* _TRECHO SELECIONADO_
● ● ● ● ● ● ●

Adorno fará algumas ponderações acerca do estabelecimento popperiano da prioridade do problema sobre as “percepções” e a “observação”. Trata-se de discutir o significado ou interesse que têm os problemas identificados pelo cientista e para os quais se devem buscar soluções. Segundo Adorno, em sua tese da prioridade do problema, Popper leva em conta (implicitamente) o fato de que os métodos não dependem do ideal metodológico, mais sim do objeto. Assim sendo, Popper constata que a qualidade do desempenho científico-social é proporcional à significação ou ao interesse que tenham os problemas tratados por ele – o que implica em conferir certo peso ao objeto. Contudo, dirá Adorno, deve-se ponderar que nem sempre é possível um julgamento a priori acerca da relevância dos assuntos do investigador; do mesmo modo que a própria exigência de relevância do problema não pode ser dogmatizada (ADORNO, 1986b, 50).

No tocante aos atributos e características que Popper julga que devam ser preenchidos para que se defina se os problemas de pesquisa são relevantes ou significativos e se as investigações entabuladas resultam, de fato e de direito, em um trabalho científico (a honestidade, a linearidade e a simplicidade), Adorno alerta para algumas precauções que devem ser tomadas. Em primeiro lugar, na “vida científica real” a honestidade em geral se identifica com o trabalho daquele que pensa o que todos pensam, o comum, que pensa o igual – de modo que a renúncia à fantasia é tomada por ethos científico; em segundo lugar, diz-nos Adorno, a linearidade e a simplicidade (objetivos que, segundo Popper, deveriam ser perseguidos pelo investigador) não são idéias inquestionáveis quando o próprio objeto se revela por demais complexo e contraditório:

As respostas do bom senso retiram suas categorias em tal escala do já estabelecido que tendem a ter o seu véu reforçado ao invés de penetrado. No que tange à linearidade, o caminho pelo qual se chega a um conhecimento dificilmente é antecipável. Em vista da situação atual da sociologia, eu atribuiria um peso maior ao arrojo e à peculiaridade da solução proposta, conforme, aliás, os critérios de Popper para a qualidade científica (ADORNO, 1986b, 50/51).

Mais adiante, e por ocasião da mesma linha argumentativa, Adorno afirmará que o primado da sociedade entendida como algo abrangente e, ademais, fechado em si mesmo em face de suas manifestações individuais, não é senão o corolário, no plano do conhecimento social, de percepções cuja origem se encontram no conceito de sociedade e que se transformam em problemas sociológicos individuais apenas através do confronto posterior do pressuposto a priori com o material particular:

Dito de forma mais genérica: as teorias do conhecimento, tais como foram desenvolvidas e transmitidas com alguma independência pela grande filosofia desde Bacon e Descartes, foram concebidas, mesmo pelos empiristas, de cima para baixo. Com freqüência, não conseguiram fazer justiça ao conhecimento conseguido efetivamente. Segundo um projeto de ciência que lhe é exterior, ele foi ajustado como contínuo indutivo ou dedutivo (ADORNO, 1986b, 51).

● ● ● ● ● ● ●

* _CONJUNTO DE LINHAS_
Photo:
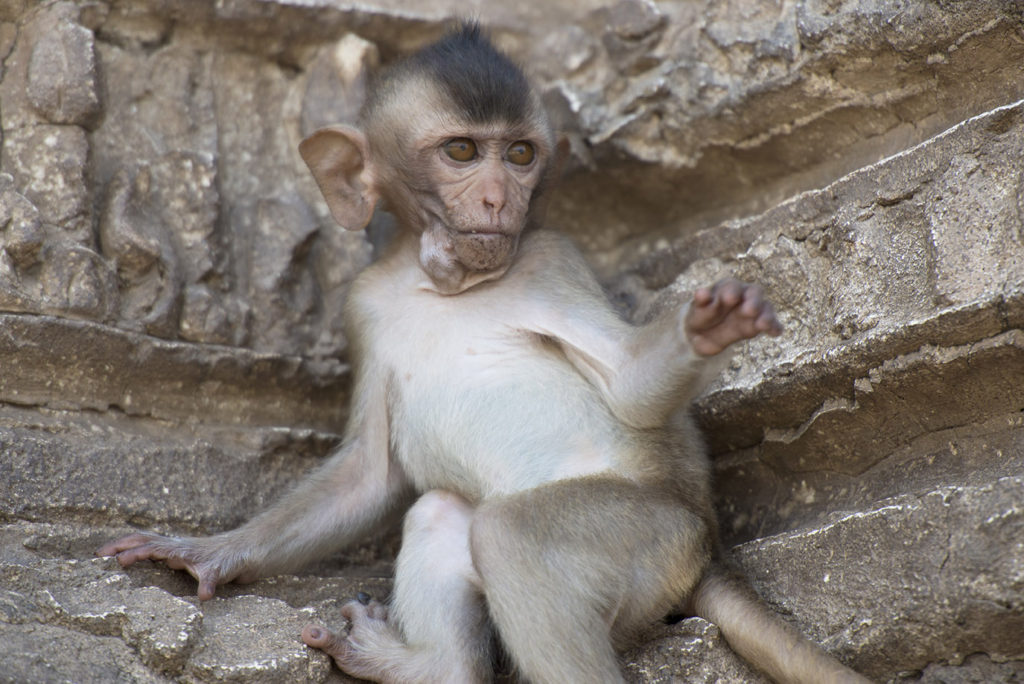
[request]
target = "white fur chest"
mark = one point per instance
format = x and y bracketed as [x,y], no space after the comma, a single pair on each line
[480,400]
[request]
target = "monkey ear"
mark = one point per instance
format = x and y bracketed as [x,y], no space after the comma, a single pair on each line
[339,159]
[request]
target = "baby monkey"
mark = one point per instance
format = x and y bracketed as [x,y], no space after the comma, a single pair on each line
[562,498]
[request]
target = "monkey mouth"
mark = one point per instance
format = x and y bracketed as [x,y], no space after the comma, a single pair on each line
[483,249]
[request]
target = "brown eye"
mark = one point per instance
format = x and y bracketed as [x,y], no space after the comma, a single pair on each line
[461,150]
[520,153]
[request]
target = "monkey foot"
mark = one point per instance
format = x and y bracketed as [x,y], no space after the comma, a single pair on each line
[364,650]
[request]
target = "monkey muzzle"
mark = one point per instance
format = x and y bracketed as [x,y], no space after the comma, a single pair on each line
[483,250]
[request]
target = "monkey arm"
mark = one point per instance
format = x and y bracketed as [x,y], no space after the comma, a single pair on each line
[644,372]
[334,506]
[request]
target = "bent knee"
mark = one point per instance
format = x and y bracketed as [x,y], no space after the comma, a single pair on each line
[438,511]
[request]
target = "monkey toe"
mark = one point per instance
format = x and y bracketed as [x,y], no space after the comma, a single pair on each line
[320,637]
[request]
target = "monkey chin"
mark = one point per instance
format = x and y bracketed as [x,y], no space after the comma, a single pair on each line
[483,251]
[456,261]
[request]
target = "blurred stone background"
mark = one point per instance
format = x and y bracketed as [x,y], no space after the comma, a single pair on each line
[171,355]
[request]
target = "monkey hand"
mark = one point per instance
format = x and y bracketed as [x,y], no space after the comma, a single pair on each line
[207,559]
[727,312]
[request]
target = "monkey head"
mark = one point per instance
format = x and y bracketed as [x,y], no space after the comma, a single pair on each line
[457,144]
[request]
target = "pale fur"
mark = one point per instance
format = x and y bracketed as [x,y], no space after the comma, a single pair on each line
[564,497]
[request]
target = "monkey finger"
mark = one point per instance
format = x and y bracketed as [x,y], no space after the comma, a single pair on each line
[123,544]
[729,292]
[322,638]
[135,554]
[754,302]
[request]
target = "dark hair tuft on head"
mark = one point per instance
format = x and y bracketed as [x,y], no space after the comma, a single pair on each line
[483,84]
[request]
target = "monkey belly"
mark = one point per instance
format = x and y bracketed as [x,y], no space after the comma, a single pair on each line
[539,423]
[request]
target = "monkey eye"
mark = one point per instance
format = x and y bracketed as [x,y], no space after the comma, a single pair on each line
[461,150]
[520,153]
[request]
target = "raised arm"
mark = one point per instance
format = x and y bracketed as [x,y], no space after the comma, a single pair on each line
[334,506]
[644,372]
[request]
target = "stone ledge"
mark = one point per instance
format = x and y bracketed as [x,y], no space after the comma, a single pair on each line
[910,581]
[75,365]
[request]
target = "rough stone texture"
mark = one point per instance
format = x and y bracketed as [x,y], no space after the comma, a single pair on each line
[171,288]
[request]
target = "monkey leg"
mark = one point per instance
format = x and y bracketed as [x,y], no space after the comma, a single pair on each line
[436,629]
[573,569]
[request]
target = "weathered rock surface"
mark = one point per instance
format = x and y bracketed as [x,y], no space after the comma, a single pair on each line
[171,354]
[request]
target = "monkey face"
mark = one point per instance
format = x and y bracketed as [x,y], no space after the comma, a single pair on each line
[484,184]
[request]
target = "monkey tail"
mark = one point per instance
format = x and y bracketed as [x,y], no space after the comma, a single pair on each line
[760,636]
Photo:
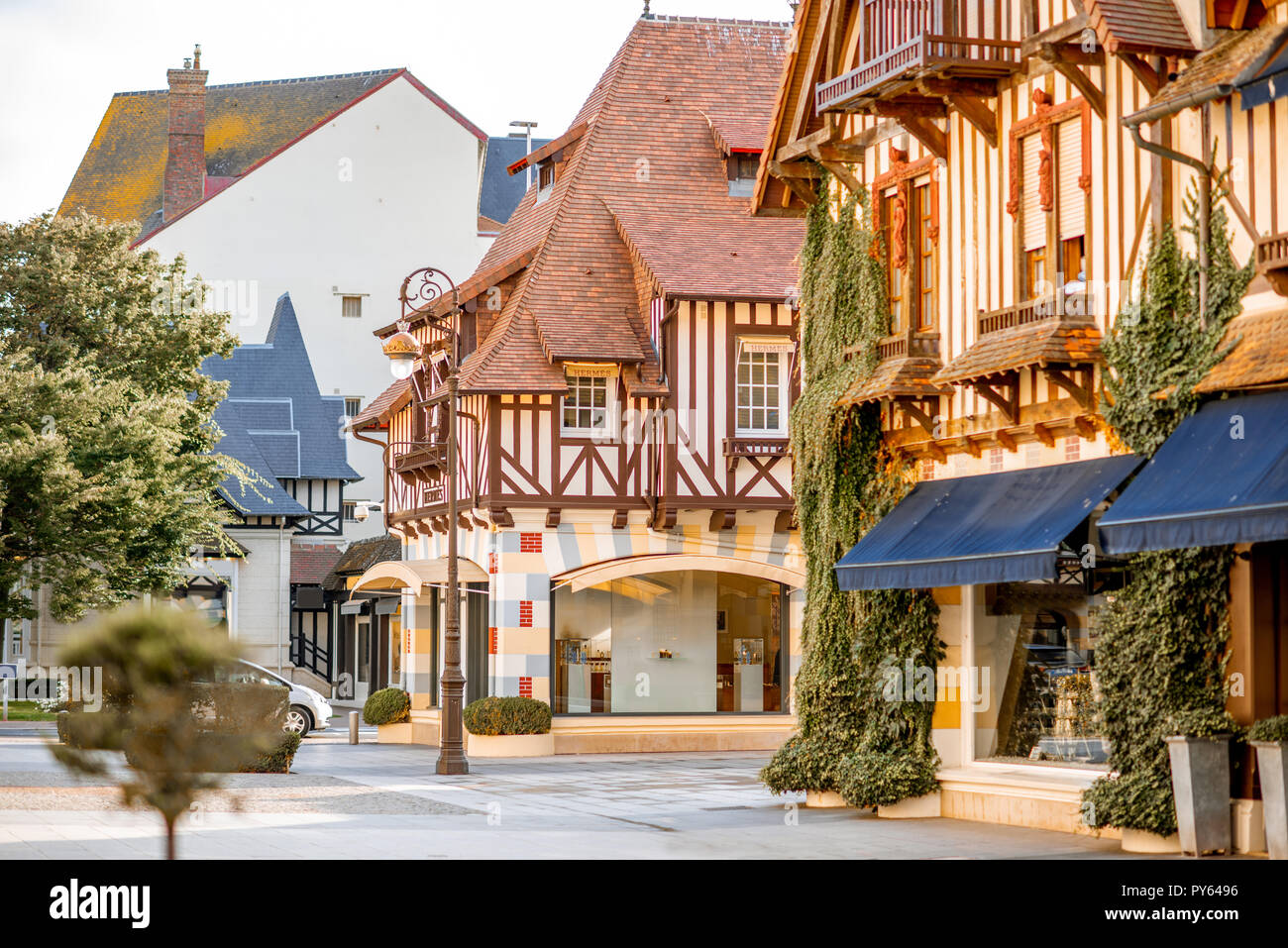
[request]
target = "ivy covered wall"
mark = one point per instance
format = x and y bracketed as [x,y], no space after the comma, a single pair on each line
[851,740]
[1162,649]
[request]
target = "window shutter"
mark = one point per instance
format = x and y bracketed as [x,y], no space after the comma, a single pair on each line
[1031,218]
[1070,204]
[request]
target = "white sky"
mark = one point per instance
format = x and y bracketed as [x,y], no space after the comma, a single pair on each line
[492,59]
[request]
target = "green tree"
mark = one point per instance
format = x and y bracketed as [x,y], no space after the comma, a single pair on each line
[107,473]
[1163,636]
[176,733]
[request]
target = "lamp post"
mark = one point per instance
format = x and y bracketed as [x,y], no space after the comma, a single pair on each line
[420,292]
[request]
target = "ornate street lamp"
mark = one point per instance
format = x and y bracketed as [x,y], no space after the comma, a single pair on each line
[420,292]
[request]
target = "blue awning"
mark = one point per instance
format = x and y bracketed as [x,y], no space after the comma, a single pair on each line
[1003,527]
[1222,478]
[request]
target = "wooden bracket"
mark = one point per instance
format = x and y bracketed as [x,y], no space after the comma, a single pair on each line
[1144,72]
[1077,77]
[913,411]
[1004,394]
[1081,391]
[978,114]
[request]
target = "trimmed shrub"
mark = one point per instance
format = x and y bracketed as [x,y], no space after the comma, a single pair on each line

● ● ● ● ● ● ●

* _EXERCÍCIO BREVE_
No trecho sobre Adorno e Popper, quais atributos Popper julga que devem ser preenchidos para definir se os problemas de pesquisa são relevantes?

* _RESPOSTA AO EXERCÍCIO_
A honestidade, a linearidade e a simplicidade.